[The problem]: Count the lines below that contain the word "barn", and reply with only that number.

[Collected data]
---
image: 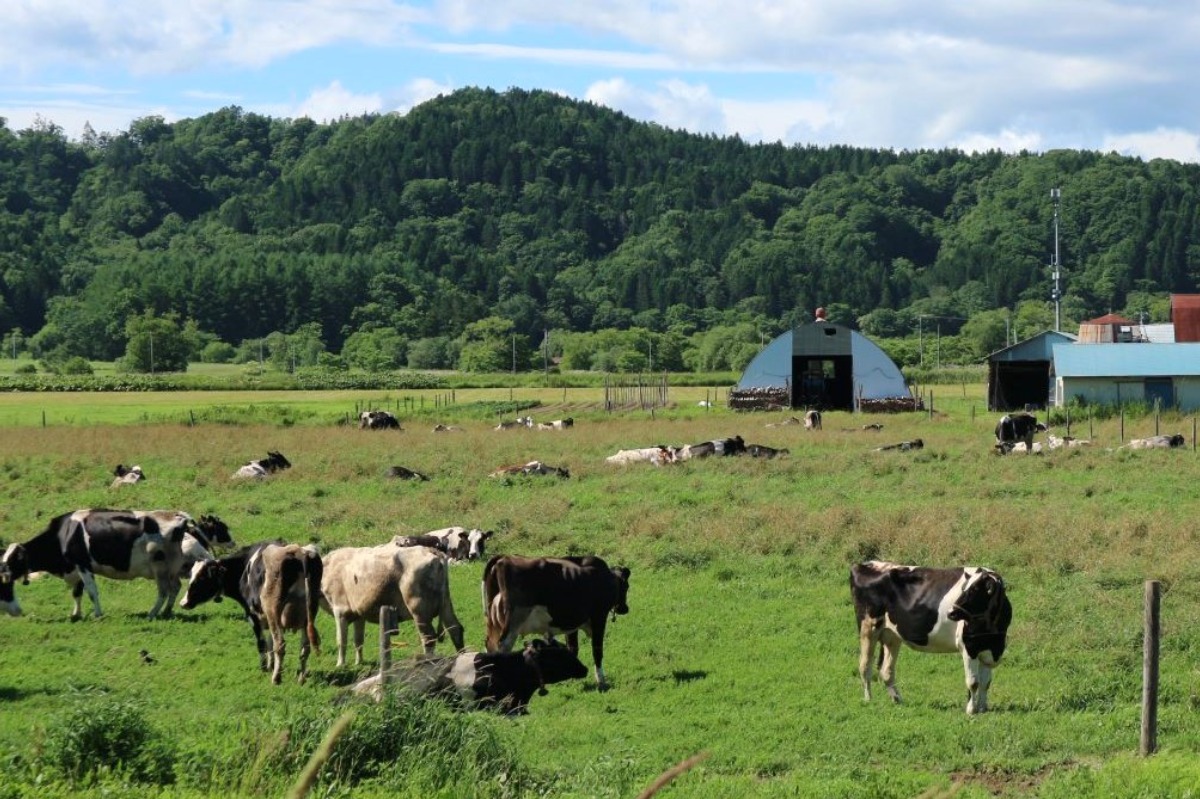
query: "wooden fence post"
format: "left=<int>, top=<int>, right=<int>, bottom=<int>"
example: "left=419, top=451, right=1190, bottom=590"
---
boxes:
left=1120, top=407, right=1125, bottom=443
left=379, top=605, right=396, bottom=684
left=1141, top=580, right=1161, bottom=756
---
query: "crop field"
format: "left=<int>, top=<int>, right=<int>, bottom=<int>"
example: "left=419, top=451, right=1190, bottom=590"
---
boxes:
left=2, top=387, right=1200, bottom=798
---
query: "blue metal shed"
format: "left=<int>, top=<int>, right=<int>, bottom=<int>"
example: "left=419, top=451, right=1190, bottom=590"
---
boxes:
left=1052, top=342, right=1200, bottom=410
left=986, top=330, right=1077, bottom=411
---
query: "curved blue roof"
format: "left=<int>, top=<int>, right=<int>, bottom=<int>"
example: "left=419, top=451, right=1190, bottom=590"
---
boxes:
left=737, top=323, right=908, bottom=399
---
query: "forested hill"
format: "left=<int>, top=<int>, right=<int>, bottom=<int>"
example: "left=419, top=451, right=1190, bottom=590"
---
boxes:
left=3, top=86, right=1200, bottom=367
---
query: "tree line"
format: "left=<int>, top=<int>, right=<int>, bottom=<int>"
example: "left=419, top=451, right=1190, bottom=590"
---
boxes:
left=1, top=87, right=1198, bottom=374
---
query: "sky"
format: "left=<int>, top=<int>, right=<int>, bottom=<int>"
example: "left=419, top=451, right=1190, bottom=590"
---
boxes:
left=3, top=0, right=1200, bottom=163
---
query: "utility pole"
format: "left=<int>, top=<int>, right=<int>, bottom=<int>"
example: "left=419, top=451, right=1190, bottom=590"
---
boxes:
left=543, top=328, right=549, bottom=376
left=918, top=316, right=924, bottom=366
left=1051, top=187, right=1063, bottom=332
left=511, top=335, right=516, bottom=374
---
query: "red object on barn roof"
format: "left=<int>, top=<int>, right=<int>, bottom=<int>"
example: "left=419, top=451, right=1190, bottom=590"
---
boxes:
left=1171, top=294, right=1200, bottom=342
left=1082, top=312, right=1135, bottom=326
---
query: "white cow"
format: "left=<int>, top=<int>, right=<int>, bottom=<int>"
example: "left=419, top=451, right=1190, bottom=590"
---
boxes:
left=605, top=446, right=679, bottom=466
left=320, top=541, right=466, bottom=667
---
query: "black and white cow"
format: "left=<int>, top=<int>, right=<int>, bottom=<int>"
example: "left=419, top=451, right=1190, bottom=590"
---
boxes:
left=1123, top=434, right=1186, bottom=450
left=483, top=555, right=630, bottom=691
left=386, top=465, right=430, bottom=481
left=494, top=416, right=534, bottom=431
left=537, top=418, right=574, bottom=430
left=232, top=450, right=292, bottom=479
left=850, top=560, right=1012, bottom=714
left=2, top=509, right=198, bottom=620
left=417, top=527, right=494, bottom=562
left=873, top=439, right=924, bottom=452
left=360, top=410, right=401, bottom=430
left=489, top=461, right=570, bottom=478
left=994, top=413, right=1047, bottom=455
left=680, top=435, right=746, bottom=459
left=745, top=443, right=789, bottom=459
left=804, top=410, right=822, bottom=430
left=111, top=464, right=146, bottom=487
left=181, top=514, right=235, bottom=571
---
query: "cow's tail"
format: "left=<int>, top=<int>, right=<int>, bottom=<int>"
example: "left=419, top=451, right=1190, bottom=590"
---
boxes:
left=302, top=549, right=322, bottom=655
left=482, top=556, right=507, bottom=651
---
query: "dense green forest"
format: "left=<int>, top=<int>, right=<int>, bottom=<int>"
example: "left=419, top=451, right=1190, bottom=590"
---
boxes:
left=2, top=86, right=1198, bottom=374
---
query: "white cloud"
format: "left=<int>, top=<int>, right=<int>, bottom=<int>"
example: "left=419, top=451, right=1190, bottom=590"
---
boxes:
left=1103, top=128, right=1200, bottom=164
left=586, top=78, right=723, bottom=135
left=293, top=81, right=384, bottom=122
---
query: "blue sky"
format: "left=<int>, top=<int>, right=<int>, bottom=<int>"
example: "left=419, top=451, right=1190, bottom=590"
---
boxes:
left=4, top=1, right=1200, bottom=162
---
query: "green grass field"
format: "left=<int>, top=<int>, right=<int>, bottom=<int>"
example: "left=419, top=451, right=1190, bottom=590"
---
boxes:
left=2, top=387, right=1200, bottom=798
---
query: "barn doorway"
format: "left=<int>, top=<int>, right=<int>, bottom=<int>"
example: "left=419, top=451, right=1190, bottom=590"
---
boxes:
left=792, top=355, right=853, bottom=410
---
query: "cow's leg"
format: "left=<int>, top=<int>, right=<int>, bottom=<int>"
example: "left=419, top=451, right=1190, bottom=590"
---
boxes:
left=858, top=618, right=878, bottom=701
left=248, top=617, right=269, bottom=672
left=962, top=651, right=992, bottom=714
left=494, top=607, right=532, bottom=653
left=878, top=634, right=902, bottom=703
left=298, top=632, right=311, bottom=685
left=148, top=571, right=175, bottom=620
left=352, top=619, right=365, bottom=666
left=332, top=613, right=349, bottom=668
left=65, top=575, right=86, bottom=621
left=270, top=624, right=285, bottom=685
left=440, top=603, right=466, bottom=652
left=413, top=614, right=439, bottom=655
left=584, top=622, right=610, bottom=691
left=78, top=571, right=103, bottom=619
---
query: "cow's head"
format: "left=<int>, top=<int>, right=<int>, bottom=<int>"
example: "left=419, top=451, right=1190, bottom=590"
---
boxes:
left=267, top=451, right=291, bottom=471
left=611, top=566, right=631, bottom=617
left=179, top=560, right=226, bottom=609
left=948, top=568, right=1008, bottom=632
left=0, top=560, right=21, bottom=617
left=197, top=515, right=234, bottom=549
left=464, top=529, right=494, bottom=561
left=2, top=543, right=30, bottom=584
left=524, top=639, right=588, bottom=694
left=1170, top=434, right=1186, bottom=448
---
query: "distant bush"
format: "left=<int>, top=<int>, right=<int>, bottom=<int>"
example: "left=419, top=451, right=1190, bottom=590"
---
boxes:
left=59, top=356, right=94, bottom=375
left=14, top=363, right=36, bottom=375
left=41, top=698, right=175, bottom=786
left=200, top=341, right=236, bottom=363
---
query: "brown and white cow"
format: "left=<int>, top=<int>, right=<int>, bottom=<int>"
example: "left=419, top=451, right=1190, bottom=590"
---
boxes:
left=320, top=540, right=466, bottom=667
left=483, top=555, right=630, bottom=690
left=244, top=543, right=322, bottom=684
left=2, top=509, right=199, bottom=620
left=850, top=560, right=1012, bottom=714
left=111, top=464, right=145, bottom=487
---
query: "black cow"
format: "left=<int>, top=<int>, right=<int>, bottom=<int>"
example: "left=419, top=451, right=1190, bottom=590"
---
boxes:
left=994, top=413, right=1047, bottom=455
left=483, top=555, right=630, bottom=690
left=386, top=465, right=430, bottom=481
left=2, top=509, right=197, bottom=620
left=441, top=639, right=588, bottom=714
left=850, top=560, right=1012, bottom=714
left=179, top=540, right=283, bottom=671
left=232, top=451, right=292, bottom=479
left=745, top=443, right=789, bottom=459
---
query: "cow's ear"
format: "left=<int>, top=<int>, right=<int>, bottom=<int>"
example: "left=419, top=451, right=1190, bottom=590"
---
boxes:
left=483, top=531, right=495, bottom=540
left=618, top=567, right=631, bottom=580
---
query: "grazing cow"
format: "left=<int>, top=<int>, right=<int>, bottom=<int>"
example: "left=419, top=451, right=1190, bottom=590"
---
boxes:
left=320, top=540, right=466, bottom=668
left=804, top=410, right=823, bottom=430
left=483, top=555, right=631, bottom=690
left=489, top=461, right=570, bottom=478
left=537, top=418, right=574, bottom=430
left=850, top=560, right=1012, bottom=714
left=494, top=416, right=533, bottom=431
left=1123, top=434, right=1186, bottom=450
left=179, top=540, right=283, bottom=669
left=2, top=509, right=198, bottom=620
left=360, top=410, right=401, bottom=430
left=0, top=561, right=21, bottom=617
left=419, top=527, right=495, bottom=562
left=386, top=465, right=430, bottom=481
left=111, top=464, right=145, bottom=487
left=765, top=416, right=802, bottom=428
left=359, top=639, right=589, bottom=714
left=239, top=543, right=322, bottom=684
left=994, top=413, right=1047, bottom=455
left=605, top=446, right=679, bottom=466
left=181, top=513, right=235, bottom=572
left=232, top=450, right=292, bottom=479
left=873, top=439, right=924, bottom=452
left=745, top=443, right=789, bottom=459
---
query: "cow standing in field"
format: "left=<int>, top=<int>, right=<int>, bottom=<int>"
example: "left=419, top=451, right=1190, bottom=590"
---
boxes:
left=111, top=464, right=145, bottom=487
left=232, top=451, right=292, bottom=479
left=804, top=410, right=822, bottom=430
left=483, top=555, right=631, bottom=690
left=1, top=509, right=200, bottom=620
left=244, top=543, right=322, bottom=684
left=850, top=560, right=1012, bottom=714
left=320, top=540, right=466, bottom=668
left=360, top=410, right=401, bottom=430
left=415, top=527, right=494, bottom=562
left=180, top=514, right=235, bottom=572
left=994, top=413, right=1046, bottom=455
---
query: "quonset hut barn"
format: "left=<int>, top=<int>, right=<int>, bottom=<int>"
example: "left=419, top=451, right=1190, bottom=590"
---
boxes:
left=732, top=312, right=910, bottom=412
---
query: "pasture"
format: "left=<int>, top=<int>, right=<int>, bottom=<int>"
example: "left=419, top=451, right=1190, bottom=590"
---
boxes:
left=2, top=388, right=1200, bottom=798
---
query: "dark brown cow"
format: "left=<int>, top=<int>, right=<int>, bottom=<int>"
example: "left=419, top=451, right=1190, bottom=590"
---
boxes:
left=483, top=555, right=630, bottom=690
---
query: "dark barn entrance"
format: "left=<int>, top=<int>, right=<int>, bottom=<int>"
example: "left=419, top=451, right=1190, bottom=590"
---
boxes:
left=792, top=355, right=853, bottom=410
left=988, top=360, right=1051, bottom=411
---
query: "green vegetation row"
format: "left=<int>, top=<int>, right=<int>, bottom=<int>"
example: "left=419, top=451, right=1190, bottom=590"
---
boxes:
left=2, top=87, right=1197, bottom=378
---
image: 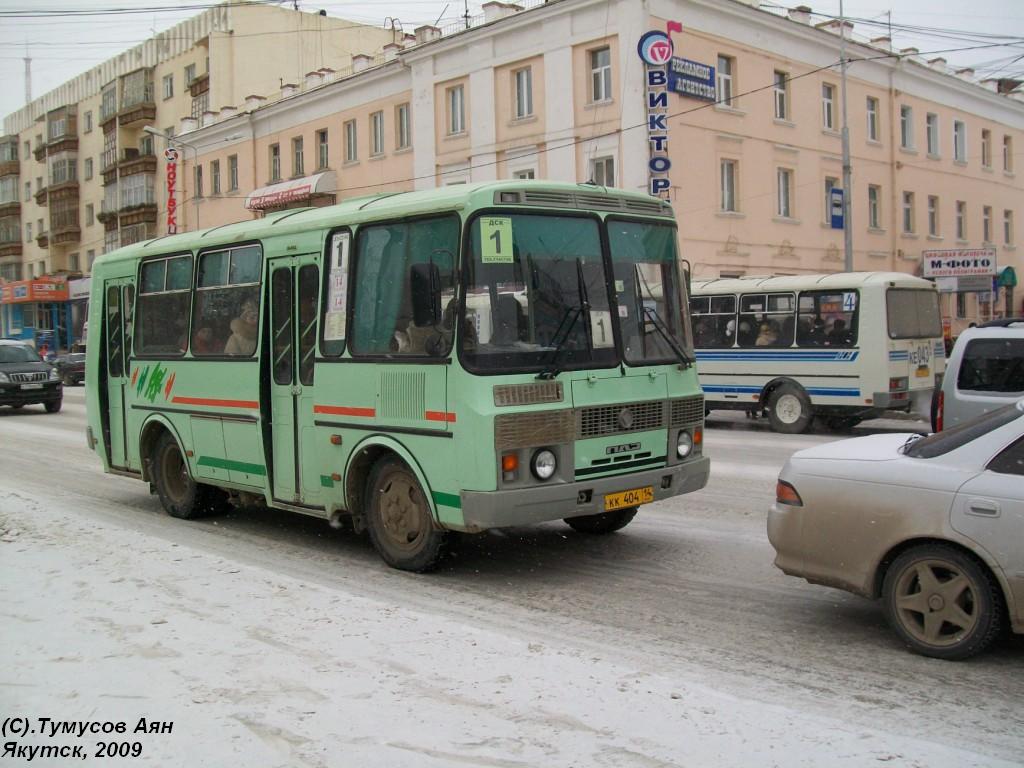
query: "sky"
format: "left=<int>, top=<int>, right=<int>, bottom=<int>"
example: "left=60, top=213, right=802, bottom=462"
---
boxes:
left=0, top=0, right=1022, bottom=127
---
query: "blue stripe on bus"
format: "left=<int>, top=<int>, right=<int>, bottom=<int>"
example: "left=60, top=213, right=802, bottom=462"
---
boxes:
left=888, top=350, right=909, bottom=361
left=702, top=385, right=861, bottom=398
left=933, top=342, right=945, bottom=357
left=696, top=351, right=859, bottom=362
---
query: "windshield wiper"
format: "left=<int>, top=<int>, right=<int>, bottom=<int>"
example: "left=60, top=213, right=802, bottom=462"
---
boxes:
left=634, top=264, right=693, bottom=369
left=536, top=305, right=583, bottom=380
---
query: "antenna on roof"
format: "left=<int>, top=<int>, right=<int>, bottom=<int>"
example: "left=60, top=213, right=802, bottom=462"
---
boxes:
left=463, top=0, right=470, bottom=29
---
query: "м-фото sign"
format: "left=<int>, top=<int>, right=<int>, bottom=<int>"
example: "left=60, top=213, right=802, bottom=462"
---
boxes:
left=922, top=247, right=997, bottom=278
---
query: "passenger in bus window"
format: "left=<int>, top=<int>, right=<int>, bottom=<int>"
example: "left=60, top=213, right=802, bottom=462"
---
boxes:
left=192, top=326, right=217, bottom=355
left=800, top=316, right=826, bottom=346
left=756, top=320, right=780, bottom=346
left=225, top=299, right=259, bottom=356
left=827, top=318, right=851, bottom=346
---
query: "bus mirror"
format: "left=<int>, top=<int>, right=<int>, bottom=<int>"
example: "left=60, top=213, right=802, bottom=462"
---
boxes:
left=681, top=258, right=692, bottom=295
left=411, top=262, right=442, bottom=327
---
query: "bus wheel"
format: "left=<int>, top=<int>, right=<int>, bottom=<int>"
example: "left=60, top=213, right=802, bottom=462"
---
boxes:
left=768, top=384, right=812, bottom=434
left=151, top=431, right=227, bottom=520
left=366, top=458, right=446, bottom=572
left=565, top=507, right=637, bottom=534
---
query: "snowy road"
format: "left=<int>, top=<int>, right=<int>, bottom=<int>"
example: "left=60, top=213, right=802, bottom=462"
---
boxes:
left=1, top=388, right=1021, bottom=767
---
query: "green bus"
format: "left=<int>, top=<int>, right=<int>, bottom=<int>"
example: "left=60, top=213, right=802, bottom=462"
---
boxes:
left=85, top=181, right=709, bottom=571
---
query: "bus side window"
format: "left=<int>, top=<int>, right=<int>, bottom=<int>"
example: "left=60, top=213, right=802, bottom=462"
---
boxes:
left=692, top=294, right=736, bottom=348
left=797, top=291, right=857, bottom=348
left=193, top=245, right=263, bottom=357
left=136, top=254, right=192, bottom=356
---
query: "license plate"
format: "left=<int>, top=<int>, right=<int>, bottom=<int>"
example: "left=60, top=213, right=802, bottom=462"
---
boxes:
left=21, top=382, right=43, bottom=390
left=604, top=486, right=654, bottom=511
left=915, top=366, right=930, bottom=378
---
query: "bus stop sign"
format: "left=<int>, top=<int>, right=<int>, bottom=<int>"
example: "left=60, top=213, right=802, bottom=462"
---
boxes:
left=830, top=188, right=844, bottom=229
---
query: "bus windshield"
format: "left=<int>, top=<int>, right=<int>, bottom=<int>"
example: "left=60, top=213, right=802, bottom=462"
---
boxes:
left=461, top=213, right=617, bottom=374
left=887, top=288, right=942, bottom=339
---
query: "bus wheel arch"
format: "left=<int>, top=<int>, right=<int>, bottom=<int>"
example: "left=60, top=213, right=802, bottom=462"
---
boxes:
left=761, top=378, right=814, bottom=434
left=344, top=437, right=441, bottom=534
left=139, top=415, right=189, bottom=484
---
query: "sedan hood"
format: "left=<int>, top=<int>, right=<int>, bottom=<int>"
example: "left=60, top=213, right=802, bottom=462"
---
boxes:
left=790, top=432, right=916, bottom=463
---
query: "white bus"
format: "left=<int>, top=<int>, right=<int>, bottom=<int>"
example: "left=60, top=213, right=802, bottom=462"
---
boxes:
left=690, top=272, right=945, bottom=433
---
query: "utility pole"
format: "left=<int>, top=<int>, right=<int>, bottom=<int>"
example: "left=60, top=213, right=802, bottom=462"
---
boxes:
left=23, top=44, right=32, bottom=106
left=840, top=0, right=854, bottom=271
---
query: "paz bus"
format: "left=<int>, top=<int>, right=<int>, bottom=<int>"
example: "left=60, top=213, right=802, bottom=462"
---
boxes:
left=690, top=272, right=945, bottom=433
left=85, top=181, right=710, bottom=571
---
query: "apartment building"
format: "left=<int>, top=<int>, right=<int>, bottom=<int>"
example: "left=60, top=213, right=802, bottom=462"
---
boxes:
left=2, top=0, right=1022, bottom=345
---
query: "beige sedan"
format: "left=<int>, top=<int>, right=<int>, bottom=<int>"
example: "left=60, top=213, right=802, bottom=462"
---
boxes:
left=769, top=401, right=1024, bottom=660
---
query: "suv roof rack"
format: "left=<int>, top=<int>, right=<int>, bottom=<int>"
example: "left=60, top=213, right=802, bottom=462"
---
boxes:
left=978, top=318, right=1024, bottom=328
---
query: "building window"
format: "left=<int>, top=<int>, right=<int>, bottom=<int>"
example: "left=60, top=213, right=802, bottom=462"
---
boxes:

[Result for this exercise]: 4